AUSGEWÄHLTER TEXT |
■ ■ ■ ■

Die kanadischen Verbände (- Kip bezeichnet sie auch 1958 immer noch als "Truppen des Feindes" - ) hatten den ersten Widerstand in der Nähe des Hofes Rigterink gefunden. ... Der Hof Rigterink ging dabei in Flammen auf. Die Panzer der Kanadier fuhren von der Denekamper Straße aus weiter; an den Häusern flatterten schon vielfach weiße Fahnen. Als Wegweiser hatte man sich den ersten besten Mann von der Straße migenommen, ihn auf einen Panzer gezwungen und sich von ihm den Weg nach der Hauptstraße zeigen lassen. ... Dann die Brücke am Bentheimer Tor. Ihre Sprengung bedeutete für den Gegener nichts, er ließ sich gar nicht aufhalten, sondern seine technischen Truppen kamen mit einrr "Baily-Brücke", die sie neben der gesprengten Brücke über die Vechte legten.  ...

Nur wenige Zeit später rollten die Panzer weiter in die Hauptstraße hinein. Die Lingener-Tor-Brücke über die Vechte war ebenfalls gesprengt. Hier das gleiche Manöver. Die Baily-Brücke wurde herangenbracht, der Schauplatz durch die in Brand gesetzten Häuser Heemann und Scheffer hell erleuchtet. ... Als sich Nachbarn bemühten, die Brände zu löschen, wurden sie mit Maschinengewehrpistolen bedroht. Die Häuser brannten nieder. ... Das traurige Schauspiel wiederholte sich bei der Kanalbrücke im Zuge der Lingener Straße. Hier musste der Gasthof Möllers als Leuchtfackel dienen.

5. April 1945

Die 4th Canadian Armoured Division besetzt Twist westlich des Süd-Nord-Kanals. Kurz vor ihrem Eintreffen werden die Brücken über den Süd-Nord-Kanal gesprengt … Kanadische Truppen überqueren die Grenze bei Getelo. Drei Hitlerjungen schießen abends in Neuenhaus auf die kanadischen Soldaten. Sie werden ebenso wie der örtliche Hitlerjugendführer am folgenden Tag festgenommen. In der Schulchronik von Laar ist unter dem Schuljahr 1945/46 notiert: Schon am 6.4.1945 wurden Laar und die Grafschaft Bentheim von den Engländern besetzt. Holländer und Polen kamen mit den Truppen in unser Dorf. Am 5. April 1945 ziehen kanadische Truppen in Eschebrügge ein.

■ ■ ■ ■

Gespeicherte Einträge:
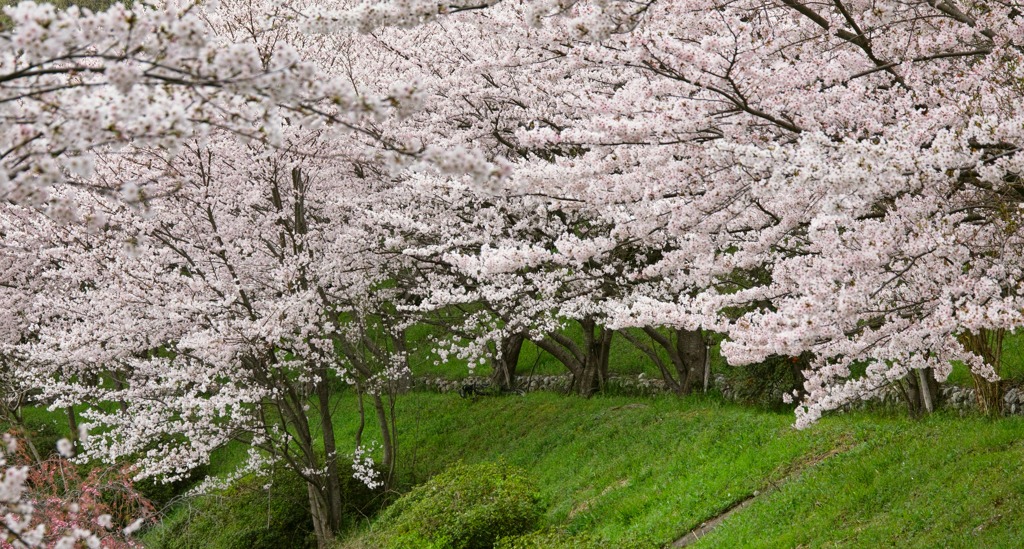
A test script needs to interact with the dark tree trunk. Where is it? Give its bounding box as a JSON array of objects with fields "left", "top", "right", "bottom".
[
  {"left": 621, "top": 327, "right": 711, "bottom": 395},
  {"left": 65, "top": 406, "right": 80, "bottom": 453},
  {"left": 490, "top": 333, "right": 526, "bottom": 390},
  {"left": 676, "top": 328, "right": 711, "bottom": 394},
  {"left": 534, "top": 319, "right": 614, "bottom": 396},
  {"left": 373, "top": 394, "right": 396, "bottom": 488},
  {"left": 904, "top": 368, "right": 939, "bottom": 417},
  {"left": 573, "top": 319, "right": 614, "bottom": 396},
  {"left": 961, "top": 329, "right": 1006, "bottom": 417}
]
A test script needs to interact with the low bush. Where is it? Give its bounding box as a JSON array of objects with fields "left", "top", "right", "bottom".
[
  {"left": 145, "top": 470, "right": 316, "bottom": 549},
  {"left": 495, "top": 530, "right": 658, "bottom": 549},
  {"left": 365, "top": 463, "right": 543, "bottom": 549}
]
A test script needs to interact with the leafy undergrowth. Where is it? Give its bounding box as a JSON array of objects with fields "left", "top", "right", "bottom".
[{"left": 331, "top": 393, "right": 1024, "bottom": 547}]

■ ■ ■ ■

AUFGABE 1 |
Nennen Sie alle Gebäude, die der Text über den Einmarsch der kanadischen Truppen 1945 mit Namen erwähnt.
AUFGABE 2 |
Führen Sie den Text über den Einmarsch der kanadischen Truppen 1945 im Anschluss an seinen letzten Satz weiter.
Die Einträge stammen aus einer anderen Quelle.

ENDGÜLTIGE ANTWORT 1 |
Hof Rigterink, Haus Heemann, Haus Scheffer, Gasthof Möllers

ENDGÜLTIGE ANTWORT 2 |
10. April 1945

An diesem Tag nach dem Mittessen arbeitet Pastor Stuntz in Laar im Garten. Er will dort Kartoffeln setzen. Da nähern sich zwei Polen, vermutlich ehemalige Kriegsgefangene oder Zwangsarbeiter. Als sie in das Haus gehen, flüchten die Töchter und die Frau des Pastors, die sich in einem Zimmer eingeschlossen haben, durch das Fenster zu Nachbarn. Pastor Stuntz klettert von außen durch das Fenster, um die verschlossene Tür zu öffnen. Als die beiden Polen das benutzte Bett in dem Zimmer sehen, treten sie auf den Pastor ein. Einer der beiden ist alkoholisiert und schießt Stuntz an. Dieser kann noch schwer verletzt zu Nachbarn humpeln. Die Töchter wollen in Emlichheim Hilfe holen. In Vorwald treffen sie auf einen polnischen Arzt, der mit einem Krankenwagen zum Haus des Nachbarn fährt. Pastor Stuntz wird mit diesem polnischen Krankenwagen, begleitet von dem Arzt, einer Tochter und seiner Frau nach Neuenhaus ins Krankenhaus gebracht. Dort stirbt er.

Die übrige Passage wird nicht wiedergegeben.